- Short task 1 -
From the motion cueing text, extract the passage between "By addressing the" and "under winter conditions.", inclusive.
- Short task 2 -
Condense the paragraph of the motion cueing text that begins "Motion cueing algorithms are used" into a shorter version that keeps its main facts.

- Page text -
▼
Vehicle manufacturers strive for an increasingly efficient and faster development process. Although computer-aided engineering has made significant progress toward a fully virtual development process, a challenge remains in integrating human subjective feedback to fully close the virtual development loop. Subjective assessment of ride and driving characteristics are still very important traits of a passenger car. Moving-base driving simulators have the ability to introduce the human into the virtual development loop, thus enabling subjective assessment of virtual vehicle models. Such an introduction has the potential to significantly speed up the development process and at the same time save resources by avoiding physical testing and providing informed decisions in the early phase of vehicle development cycles. The challenge to do so lies in the possibility to evaluate a vehicle in a driving simulator, which is highly dependent on the motion cueing.

Motion cueing algorithms are used to map the vehicle motion into the confined workspace of a driving simulator. As of today, these algorithms are still often tuned and evaluated subjectively. The challenge with this approach is that it does not guarantee the fidelity of the cueing and it needs physical vehicles to be compared with. This work thus focuses on the objective development and evaluation of motion cueing, which potentially could enable high fidelity motion cueing in the early stages of the vehicle development process, when prototypes are not available. This is very important for winter testing since the testing is challenging with regards to ambient conditions, the limited testing season and the increasing need to speed up the development process.

The goal of this work is to move towards an objective approach to cueing evaluation based on physical models combining vehicle model, simulator, and human. Therefore, this thesis presents an objective methodology to motion cueing evaluation and development. Based on the state-of-the-art review, this work addresses the need for simple linear models to evaluate the fidelity of motion cueing algorithms. The linear model is applied to the problem of positioning the longitudinal axis of rotation of the simulator cabin and shows promising results when compared to time series-based optimisation and subjective assessment. Furthermore, using the same model to improve the motion cueing by introducing tilt coordination shows that even though the immersion is improved, the tilt coordination changes the perceived vehicle characteristics. To objectively evaluate different yaw cueing strategies in winter conditions, a more detailed human model is introduced that extends the state-of-the-art vestibular organ models by introducing gaze stabilisation using a model of the vestibulo-collic reflex. The cueing evaluation indicates the potential of separating slip angle feedback from the high-pass filtering of motion cues, as well as the advantage of using the vehicle’s motion as a target for cueing optimisation rather than the human vestibular response in winter handling evaluation.

By addressing the inherent skewing of vehicle characteristics in motion cueing and suggesting improvements to the evaluation and cueing strategies, this work contributes to the possibility of virtually evaluating the vehicle dynamic characteristics in driving simulators under winter conditions.
▲
[Saved data entries]
▼
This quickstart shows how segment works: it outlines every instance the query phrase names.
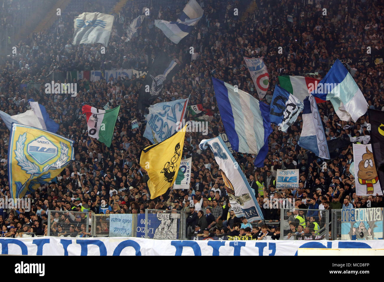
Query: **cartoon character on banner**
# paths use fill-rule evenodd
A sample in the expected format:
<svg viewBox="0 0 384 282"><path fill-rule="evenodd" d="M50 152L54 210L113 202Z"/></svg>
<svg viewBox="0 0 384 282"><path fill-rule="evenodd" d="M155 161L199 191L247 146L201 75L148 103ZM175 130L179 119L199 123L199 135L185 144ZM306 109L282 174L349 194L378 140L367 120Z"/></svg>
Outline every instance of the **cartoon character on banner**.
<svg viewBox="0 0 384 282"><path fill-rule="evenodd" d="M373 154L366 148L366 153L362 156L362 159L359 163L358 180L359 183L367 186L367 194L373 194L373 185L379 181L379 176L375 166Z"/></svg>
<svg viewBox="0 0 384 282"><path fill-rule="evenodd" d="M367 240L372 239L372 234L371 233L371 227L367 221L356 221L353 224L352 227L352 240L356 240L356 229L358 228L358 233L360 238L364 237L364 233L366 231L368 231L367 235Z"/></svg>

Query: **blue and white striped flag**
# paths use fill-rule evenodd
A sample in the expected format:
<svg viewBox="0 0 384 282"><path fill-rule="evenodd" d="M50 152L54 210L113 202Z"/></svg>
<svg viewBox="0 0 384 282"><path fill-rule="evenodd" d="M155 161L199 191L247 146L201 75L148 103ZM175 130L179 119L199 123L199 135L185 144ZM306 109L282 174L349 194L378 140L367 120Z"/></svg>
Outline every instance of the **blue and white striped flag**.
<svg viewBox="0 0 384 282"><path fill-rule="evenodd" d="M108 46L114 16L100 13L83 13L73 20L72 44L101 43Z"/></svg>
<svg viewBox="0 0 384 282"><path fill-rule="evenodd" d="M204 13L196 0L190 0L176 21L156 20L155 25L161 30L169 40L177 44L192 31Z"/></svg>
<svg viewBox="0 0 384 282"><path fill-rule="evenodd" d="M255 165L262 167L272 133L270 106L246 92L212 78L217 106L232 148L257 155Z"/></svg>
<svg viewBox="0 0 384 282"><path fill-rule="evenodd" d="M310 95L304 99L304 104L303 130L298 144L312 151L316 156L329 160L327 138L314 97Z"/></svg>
▲
- Written reply 1 -
By addressing the inherent skewing of vehicle characteristics in motion cueing and suggesting improvements to the evaluation and cueing strategies, this work contributes to the possibility of virtually evaluating the vehicle dynamic characteristics in driving simulators under winter conditions.

- Written reply 2 -
Motion cueing algorithms map vehicle motion into a driving simulator's confined workspace. They are still often tuned and evaluated subjectively. That approach does not guarantee cueing fidelity and needs physical vehicles for comparison. This work therefore focuses on objective development and evaluation of motion cueing. That could enable high-fidelity cueing early in vehicle development, before prototypes exist. This is especially important for winter testing, which faces challenging ambient conditions, a limited testing season and a growing need to speed up development.